**Problem to solve**
Where a line of the listing below holds "pier", add it to the tally; give only the final number.

**Task inputs**
==*==

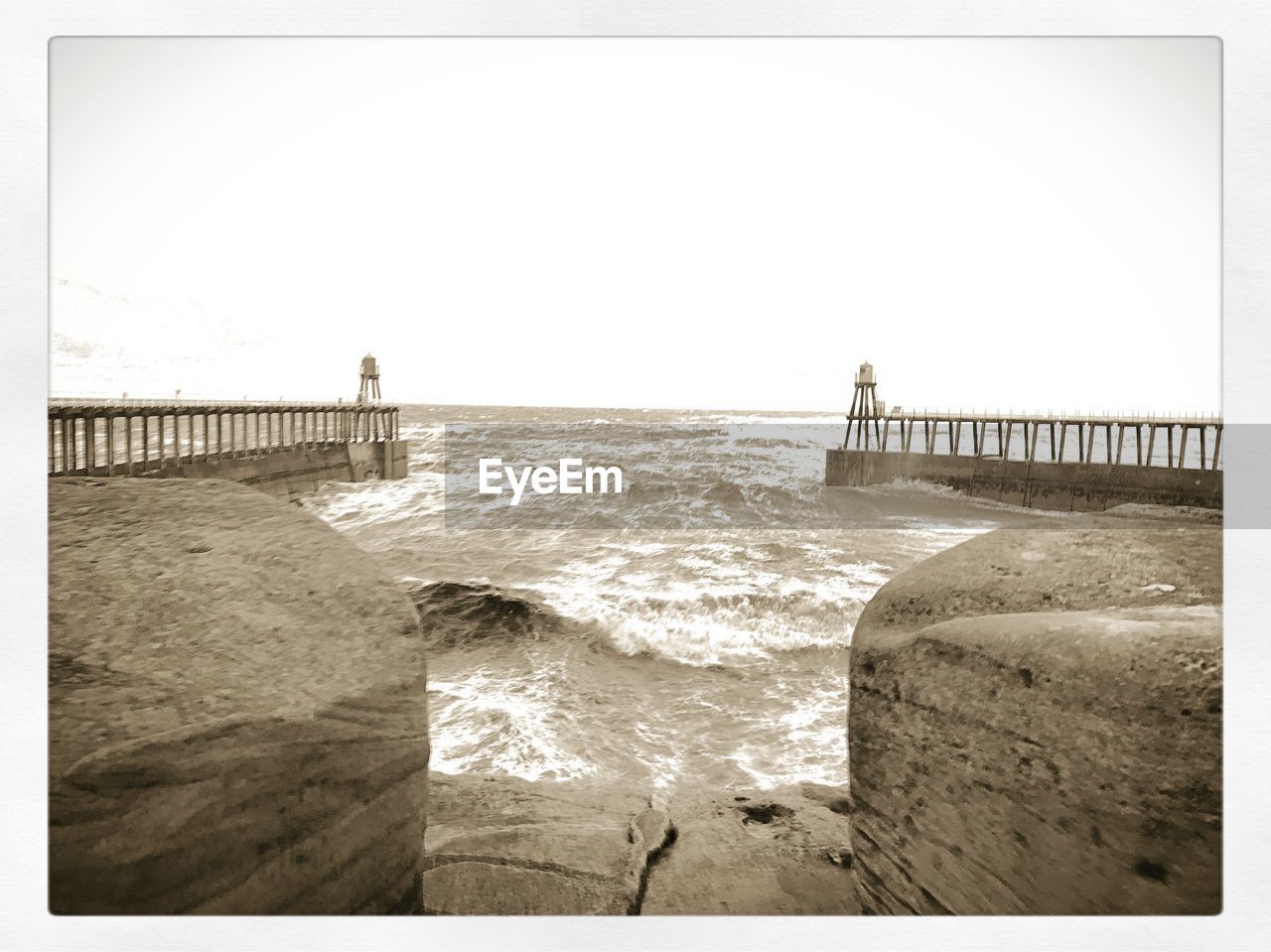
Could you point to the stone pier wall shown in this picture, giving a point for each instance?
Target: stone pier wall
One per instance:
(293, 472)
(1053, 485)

==*==

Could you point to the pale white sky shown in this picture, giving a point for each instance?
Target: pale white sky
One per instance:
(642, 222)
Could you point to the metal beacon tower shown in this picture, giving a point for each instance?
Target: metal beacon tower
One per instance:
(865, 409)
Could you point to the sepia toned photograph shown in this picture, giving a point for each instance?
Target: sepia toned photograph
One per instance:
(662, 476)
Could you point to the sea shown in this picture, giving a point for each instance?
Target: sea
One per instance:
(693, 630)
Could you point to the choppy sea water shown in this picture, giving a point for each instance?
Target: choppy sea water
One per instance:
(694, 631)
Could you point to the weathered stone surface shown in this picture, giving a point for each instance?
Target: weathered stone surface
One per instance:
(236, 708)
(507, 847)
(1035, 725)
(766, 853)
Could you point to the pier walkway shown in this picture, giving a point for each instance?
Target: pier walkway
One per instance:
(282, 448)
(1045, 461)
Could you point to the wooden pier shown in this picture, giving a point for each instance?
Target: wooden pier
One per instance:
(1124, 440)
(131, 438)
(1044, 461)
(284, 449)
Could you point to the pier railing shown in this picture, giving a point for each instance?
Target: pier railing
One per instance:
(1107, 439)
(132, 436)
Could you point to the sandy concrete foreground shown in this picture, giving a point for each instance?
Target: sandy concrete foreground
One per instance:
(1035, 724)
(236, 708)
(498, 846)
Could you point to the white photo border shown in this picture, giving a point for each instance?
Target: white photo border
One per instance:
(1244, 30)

==*==

**Finished exercise**
8